## [Provided data]
◆ ◆ ◆

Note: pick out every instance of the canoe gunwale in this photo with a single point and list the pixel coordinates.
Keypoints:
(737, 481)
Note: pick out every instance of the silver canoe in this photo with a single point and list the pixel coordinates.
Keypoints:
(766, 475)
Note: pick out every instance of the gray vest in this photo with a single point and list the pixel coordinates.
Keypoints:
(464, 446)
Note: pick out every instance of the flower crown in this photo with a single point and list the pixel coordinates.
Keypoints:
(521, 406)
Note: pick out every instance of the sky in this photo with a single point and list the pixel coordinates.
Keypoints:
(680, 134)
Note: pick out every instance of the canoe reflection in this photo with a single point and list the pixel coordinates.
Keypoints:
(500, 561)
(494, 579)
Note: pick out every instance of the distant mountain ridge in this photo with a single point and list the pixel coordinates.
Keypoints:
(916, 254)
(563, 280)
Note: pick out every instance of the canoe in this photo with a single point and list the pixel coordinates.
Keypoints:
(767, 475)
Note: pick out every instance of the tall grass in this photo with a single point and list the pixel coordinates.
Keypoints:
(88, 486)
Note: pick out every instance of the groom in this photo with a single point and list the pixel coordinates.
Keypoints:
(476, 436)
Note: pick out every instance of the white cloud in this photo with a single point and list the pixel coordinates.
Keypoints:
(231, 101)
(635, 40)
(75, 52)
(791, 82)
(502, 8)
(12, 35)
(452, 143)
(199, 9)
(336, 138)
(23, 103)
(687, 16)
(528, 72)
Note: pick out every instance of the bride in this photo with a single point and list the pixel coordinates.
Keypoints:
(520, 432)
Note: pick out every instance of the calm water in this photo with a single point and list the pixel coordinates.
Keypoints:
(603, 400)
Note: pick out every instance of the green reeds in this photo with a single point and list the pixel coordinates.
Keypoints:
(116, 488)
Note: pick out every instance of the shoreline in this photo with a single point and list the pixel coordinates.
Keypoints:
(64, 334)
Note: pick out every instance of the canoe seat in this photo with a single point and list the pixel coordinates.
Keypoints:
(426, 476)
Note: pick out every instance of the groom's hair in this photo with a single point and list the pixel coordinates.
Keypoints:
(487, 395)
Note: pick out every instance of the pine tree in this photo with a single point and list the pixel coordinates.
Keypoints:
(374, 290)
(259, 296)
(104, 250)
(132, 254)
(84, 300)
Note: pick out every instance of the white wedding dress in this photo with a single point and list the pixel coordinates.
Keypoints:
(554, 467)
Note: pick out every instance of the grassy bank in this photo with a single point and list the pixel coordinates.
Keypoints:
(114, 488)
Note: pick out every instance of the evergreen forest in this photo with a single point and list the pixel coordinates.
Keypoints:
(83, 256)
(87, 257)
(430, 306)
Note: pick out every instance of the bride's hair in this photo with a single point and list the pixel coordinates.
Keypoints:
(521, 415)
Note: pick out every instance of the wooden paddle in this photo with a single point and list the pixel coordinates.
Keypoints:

◆ ◆ ◆

## [Directions]
All of the records must be repeated exactly.

## [Reply to the task]
Note: pick out every instance of the canoe gunwale in this photo with a single point and list the pixel coordinates.
Keypoints:
(737, 481)
Note: pick out every instance of the silver canoe in this photo with a single point and list the pixel coordinates.
Keypoints:
(766, 475)
Note: pick out every instance of the gray vest in this photo with a single point and list the pixel coordinates.
Keypoints:
(464, 446)
Note: pick out every instance of the flower crown in this photo with a single point and list the pixel coordinates.
Keypoints:
(521, 406)
Note: pick out every instance of the sky in this photo with a single point and list the pixel coordinates.
Keypoints:
(680, 134)
Note: pick out every instance of the canoe reflection in this photo with a single point and list the pixel coordinates.
Keypoints:
(500, 561)
(494, 579)
Note: pick out every instance of the distant mountain ridge in this photo with a single point and list the pixel coordinates.
Keypoints:
(916, 254)
(563, 280)
Note: pick out every instance of the canoe in this photo with a single point and list the pixel coordinates.
Keypoints:
(767, 475)
Note: pick out every instance of the tall grass in this photo with a single point and list the pixel coordinates.
Keypoints:
(88, 486)
Note: pick out every instance of the groom in this photo with a single point and list the pixel coordinates.
Keypoints:
(476, 436)
Note: pick out every instance of the white cloud in this photo with a single point and list the pixel coordinates.
Keypoints:
(231, 101)
(635, 40)
(75, 52)
(791, 82)
(502, 8)
(12, 35)
(452, 143)
(199, 9)
(336, 138)
(23, 103)
(687, 16)
(528, 72)
Note: pick out every instance of the bride in this photo with a single point and list the pixel coordinates.
Keypoints:
(520, 432)
Note: pick out every instance of the calm water in this photo with a single point and list the pixel coordinates.
Keypoints:
(603, 400)
Note: pick out every instance of the green reeds in this photo with a single point and list the pixel coordinates.
Keypoints:
(116, 488)
Note: pick out every instance of the shoreline in this photo with a single point and list the pixel coordinates.
Keypoints:
(64, 334)
Note: pick out every instance of the canoe seat in this photo with a single point and list the pixel coordinates.
Keypoints:
(426, 476)
Note: pick out every instance of the groom's hair in this photo with a single point and list the pixel coordinates.
Keypoints:
(487, 395)
Note: pick out every instance of the pine tree in this photo with a single point and list the pixel coordinates.
Keypoints:
(374, 290)
(259, 296)
(104, 250)
(132, 254)
(84, 300)
Note: pick out every instance of the white wedding dress in this photo with a single point and list the pixel coordinates.
Keypoints:
(554, 467)
Note: pick out every instance of the grassy bank in this photo with a single point and list the pixel coordinates.
Keypoints:
(114, 488)
Note: pick out every instance of the evergreen forest in this photo with a single point and list the pixel coordinates.
Keypoints:
(83, 256)
(87, 257)
(430, 306)
Note: pick out every instance of the bride's hair in this photo with a single point and list the pixel coordinates.
Keypoints:
(521, 415)
Note: pick out every instance of the wooden paddle in this photo with a single point and list the pixel coordinates.
Keypoints:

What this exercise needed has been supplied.